WHAT TO PRODUCE
Please list every television series named in the text about life at home with a newborn.

Start of READING PASSAGE

Although the last night in the hospital and first night home were pretty hellish, we’re miraculously getting a good amount of sleep right now. Last night, Shea slept SEVEN hours straight. I finally woke him up to feed him at 3:30 a.m., then played with him, fed him again and put him back to sleep from 5 to 8 a.m. We’ve been going on walks every day either with the Mobi Wrap or the stroller, and today I was so tired after our walk that I handed him over to Martin and went to sleep for a couple more hours. I woke up to find Martin and the baby sound asleep on the couch together, so the house is very quiet right now.
Breastfeeding has been challenging. At first it was excruciating, so I started using a nipple shield (piece of plastic with holes in it) and that worked well, but people kept telling me that I had to wean myself off of it eventually (WHY, I want to know?!) I did three feedings without it a couple days ago, and was in too much pain to continue after that. Then last night and today I did FIVE more feedings without it before I reverted to the shield. I’m proud of that. And he feeds for a much shorter time without it, so I think he’s getting a lot more milk that way.
I’m enjoying my new sheltered life. I read or watch TV while breast feeding. We’ve watched the entire third and fourth seasons of The Office and the last two episodes of Dexter and are working our way through Season Four of The Wire and are about to begin Season One of Weeds. I tried to watch Superbad and had to turn it off after ten minutes. My rating of that movie is—super bad. I laughed because after I gave it a one-star rating on Netflix, it said, “Based on your recommendation of Superbad, we would like to suggest the following movies:” and they were all old French films I’ve seen before. Ha. I’m reading Annie Lamott’s Operating Instructions as well as Harvey Karp’s Happiest Baby on the Block. Maybe I’ll read a non-baby related book next—or maybe not.
It’s so nice not to have goals, particularly writing goals. It’s nice not to stress about anything but how to get enough sleep, although I do set very small goals for myself each day like, “Balance checkbook” or “File Blue Cross claim,” but I don’t worry if I don’t do them. One goal I DON’T plan to set for several more weeks is a weight-loss goal. Right now I’m weighing myself out of curiosity to see if it’s true that breast feeding “makes the pounds melt off.” I gained 48 pounds total (gulp), lost 10 with the birth and another seven since then. Still have 31 to go!

End of READING PASSAGE
Start of PROVIDED DATA

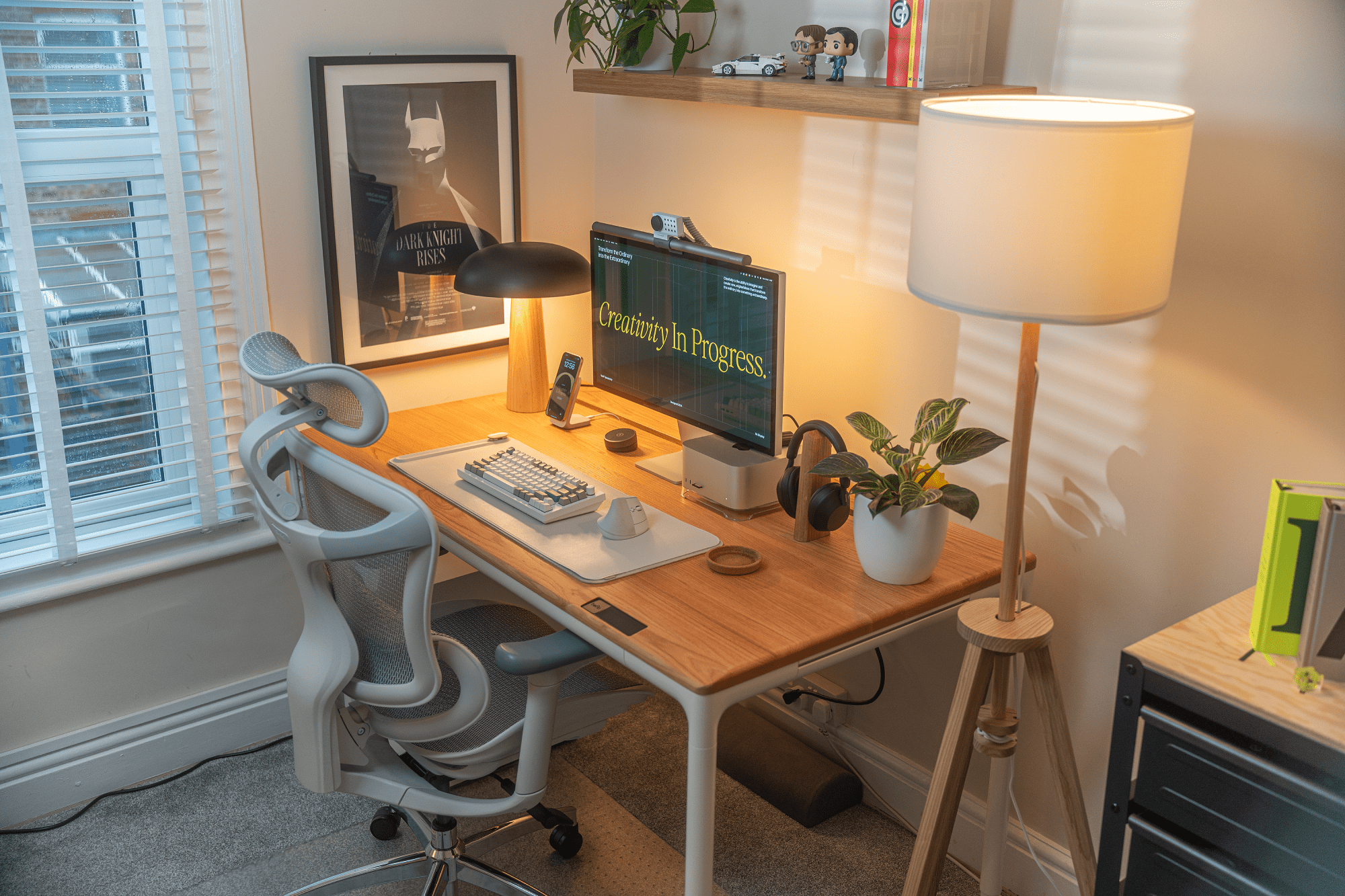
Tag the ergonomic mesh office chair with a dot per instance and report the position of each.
(387, 702)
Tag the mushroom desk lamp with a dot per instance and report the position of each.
(525, 274)
(1058, 210)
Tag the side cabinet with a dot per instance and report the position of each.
(1219, 801)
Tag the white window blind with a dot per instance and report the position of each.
(119, 393)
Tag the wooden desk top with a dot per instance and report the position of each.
(705, 631)
(1202, 651)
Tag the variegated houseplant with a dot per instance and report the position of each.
(629, 29)
(914, 482)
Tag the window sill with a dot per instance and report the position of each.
(52, 581)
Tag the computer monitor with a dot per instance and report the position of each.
(699, 338)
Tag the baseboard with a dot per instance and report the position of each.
(71, 768)
(906, 784)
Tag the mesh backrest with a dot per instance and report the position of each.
(271, 354)
(368, 589)
(341, 403)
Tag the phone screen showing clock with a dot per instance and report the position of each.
(563, 391)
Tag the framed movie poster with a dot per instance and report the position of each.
(418, 167)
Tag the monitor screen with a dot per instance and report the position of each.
(696, 338)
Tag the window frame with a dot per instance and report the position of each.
(233, 170)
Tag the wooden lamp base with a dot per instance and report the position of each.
(996, 630)
(991, 647)
(528, 384)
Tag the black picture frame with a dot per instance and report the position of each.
(387, 294)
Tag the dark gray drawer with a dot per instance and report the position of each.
(1288, 827)
(1163, 864)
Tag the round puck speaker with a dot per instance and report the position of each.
(621, 440)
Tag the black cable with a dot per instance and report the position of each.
(132, 790)
(792, 696)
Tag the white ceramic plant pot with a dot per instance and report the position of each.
(895, 549)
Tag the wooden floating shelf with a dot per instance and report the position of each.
(855, 97)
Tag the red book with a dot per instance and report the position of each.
(900, 26)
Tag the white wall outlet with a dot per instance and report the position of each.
(820, 710)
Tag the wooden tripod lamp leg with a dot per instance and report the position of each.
(1065, 772)
(950, 774)
(1026, 403)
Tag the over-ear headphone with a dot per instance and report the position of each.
(831, 505)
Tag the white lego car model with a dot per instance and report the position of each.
(753, 64)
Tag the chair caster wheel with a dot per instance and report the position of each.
(567, 840)
(385, 822)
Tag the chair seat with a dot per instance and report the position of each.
(481, 630)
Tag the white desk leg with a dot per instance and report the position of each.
(703, 717)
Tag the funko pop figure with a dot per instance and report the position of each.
(840, 44)
(809, 41)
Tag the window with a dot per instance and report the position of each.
(118, 404)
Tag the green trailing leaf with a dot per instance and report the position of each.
(882, 503)
(645, 42)
(843, 464)
(868, 427)
(911, 497)
(895, 458)
(923, 415)
(939, 420)
(680, 50)
(968, 444)
(961, 501)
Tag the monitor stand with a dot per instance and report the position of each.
(665, 467)
(670, 466)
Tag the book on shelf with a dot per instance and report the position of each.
(1321, 643)
(1285, 575)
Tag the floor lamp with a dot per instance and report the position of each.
(525, 274)
(1055, 210)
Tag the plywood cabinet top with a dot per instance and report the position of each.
(855, 97)
(1204, 651)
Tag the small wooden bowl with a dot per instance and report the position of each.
(734, 560)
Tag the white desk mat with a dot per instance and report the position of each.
(576, 545)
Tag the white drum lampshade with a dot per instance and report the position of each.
(1047, 209)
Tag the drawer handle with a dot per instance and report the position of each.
(1241, 758)
(1190, 853)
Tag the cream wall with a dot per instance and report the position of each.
(1156, 440)
(108, 653)
(556, 132)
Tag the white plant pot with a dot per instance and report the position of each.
(895, 549)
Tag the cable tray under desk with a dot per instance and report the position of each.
(575, 545)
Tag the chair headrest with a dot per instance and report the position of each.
(357, 413)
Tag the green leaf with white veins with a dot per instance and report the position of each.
(961, 501)
(939, 421)
(868, 427)
(684, 41)
(843, 464)
(968, 444)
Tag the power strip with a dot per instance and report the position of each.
(820, 710)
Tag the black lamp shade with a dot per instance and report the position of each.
(524, 271)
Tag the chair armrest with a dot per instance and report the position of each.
(544, 654)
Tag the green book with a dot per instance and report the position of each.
(1286, 564)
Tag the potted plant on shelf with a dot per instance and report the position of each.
(630, 29)
(900, 537)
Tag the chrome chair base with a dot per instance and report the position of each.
(446, 860)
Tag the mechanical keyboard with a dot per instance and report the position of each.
(527, 483)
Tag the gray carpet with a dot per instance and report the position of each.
(640, 760)
(245, 826)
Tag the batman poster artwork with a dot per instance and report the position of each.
(426, 193)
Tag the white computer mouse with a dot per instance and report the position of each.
(625, 520)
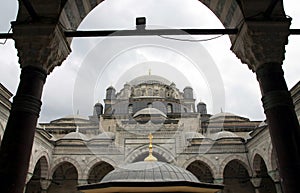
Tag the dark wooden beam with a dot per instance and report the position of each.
(153, 32)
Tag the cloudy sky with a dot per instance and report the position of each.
(217, 76)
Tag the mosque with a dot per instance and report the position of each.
(74, 152)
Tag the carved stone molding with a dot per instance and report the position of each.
(260, 42)
(41, 45)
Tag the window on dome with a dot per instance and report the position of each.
(150, 92)
(169, 108)
(130, 109)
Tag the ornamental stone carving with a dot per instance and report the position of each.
(260, 42)
(41, 45)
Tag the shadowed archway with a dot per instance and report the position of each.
(64, 179)
(236, 178)
(98, 171)
(202, 171)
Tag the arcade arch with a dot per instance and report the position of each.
(64, 178)
(202, 171)
(98, 171)
(39, 174)
(266, 184)
(236, 178)
(51, 48)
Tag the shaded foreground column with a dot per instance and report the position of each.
(41, 46)
(261, 45)
(18, 137)
(283, 123)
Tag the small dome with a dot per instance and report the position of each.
(224, 134)
(105, 135)
(75, 117)
(193, 135)
(149, 111)
(145, 171)
(149, 79)
(75, 135)
(223, 114)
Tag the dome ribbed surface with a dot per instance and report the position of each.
(149, 79)
(149, 172)
(75, 135)
(149, 111)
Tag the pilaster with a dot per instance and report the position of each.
(261, 45)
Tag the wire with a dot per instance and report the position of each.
(2, 43)
(190, 40)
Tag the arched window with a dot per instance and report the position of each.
(150, 92)
(130, 109)
(149, 105)
(169, 108)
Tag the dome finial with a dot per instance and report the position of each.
(150, 156)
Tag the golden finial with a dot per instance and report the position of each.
(150, 156)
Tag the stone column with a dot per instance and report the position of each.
(261, 45)
(40, 47)
(45, 183)
(276, 178)
(256, 183)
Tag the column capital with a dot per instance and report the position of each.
(45, 183)
(42, 45)
(260, 42)
(256, 181)
(274, 174)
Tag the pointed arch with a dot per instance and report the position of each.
(144, 149)
(202, 170)
(241, 159)
(212, 166)
(57, 162)
(94, 162)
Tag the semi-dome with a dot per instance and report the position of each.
(150, 111)
(149, 79)
(75, 135)
(147, 171)
(150, 176)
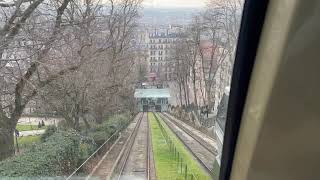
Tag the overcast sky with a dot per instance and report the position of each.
(174, 3)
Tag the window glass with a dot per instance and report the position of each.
(97, 88)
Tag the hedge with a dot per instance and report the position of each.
(101, 132)
(57, 156)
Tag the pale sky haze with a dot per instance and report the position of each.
(174, 3)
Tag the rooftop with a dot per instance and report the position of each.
(152, 93)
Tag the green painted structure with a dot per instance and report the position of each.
(152, 99)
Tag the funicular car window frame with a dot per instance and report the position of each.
(251, 27)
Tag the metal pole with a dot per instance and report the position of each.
(181, 165)
(186, 172)
(17, 143)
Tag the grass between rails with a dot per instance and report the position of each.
(166, 165)
(27, 141)
(24, 127)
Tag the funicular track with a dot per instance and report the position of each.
(134, 159)
(203, 143)
(198, 149)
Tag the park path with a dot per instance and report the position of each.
(31, 133)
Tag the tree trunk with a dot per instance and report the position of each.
(180, 93)
(6, 138)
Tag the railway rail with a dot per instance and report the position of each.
(199, 150)
(135, 159)
(200, 140)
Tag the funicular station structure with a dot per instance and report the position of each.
(152, 99)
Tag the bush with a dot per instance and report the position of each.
(100, 133)
(56, 157)
(51, 129)
(87, 147)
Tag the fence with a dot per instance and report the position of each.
(89, 164)
(181, 165)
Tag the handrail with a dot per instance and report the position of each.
(74, 172)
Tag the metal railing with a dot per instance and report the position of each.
(87, 166)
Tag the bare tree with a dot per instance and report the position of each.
(55, 39)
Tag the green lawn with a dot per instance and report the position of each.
(166, 165)
(27, 141)
(23, 127)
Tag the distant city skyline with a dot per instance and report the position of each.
(174, 3)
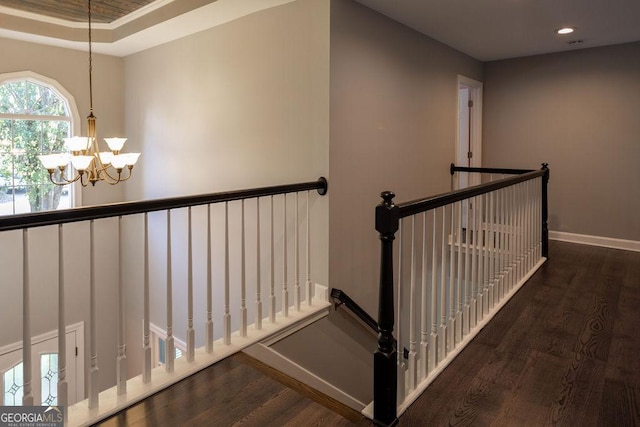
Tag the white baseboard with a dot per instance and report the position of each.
(285, 365)
(584, 239)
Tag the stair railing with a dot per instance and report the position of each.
(151, 230)
(461, 256)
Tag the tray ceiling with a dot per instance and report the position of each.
(103, 11)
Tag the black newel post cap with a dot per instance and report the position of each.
(387, 214)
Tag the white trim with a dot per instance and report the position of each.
(413, 395)
(475, 95)
(605, 242)
(78, 328)
(287, 366)
(110, 402)
(70, 102)
(209, 15)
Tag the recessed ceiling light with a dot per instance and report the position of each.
(565, 30)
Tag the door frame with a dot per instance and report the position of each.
(78, 328)
(475, 95)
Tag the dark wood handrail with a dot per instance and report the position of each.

End of PROVIDED DATA

OUTPUT OF THE TASK
The Office, Dexter, The Wire, Weeds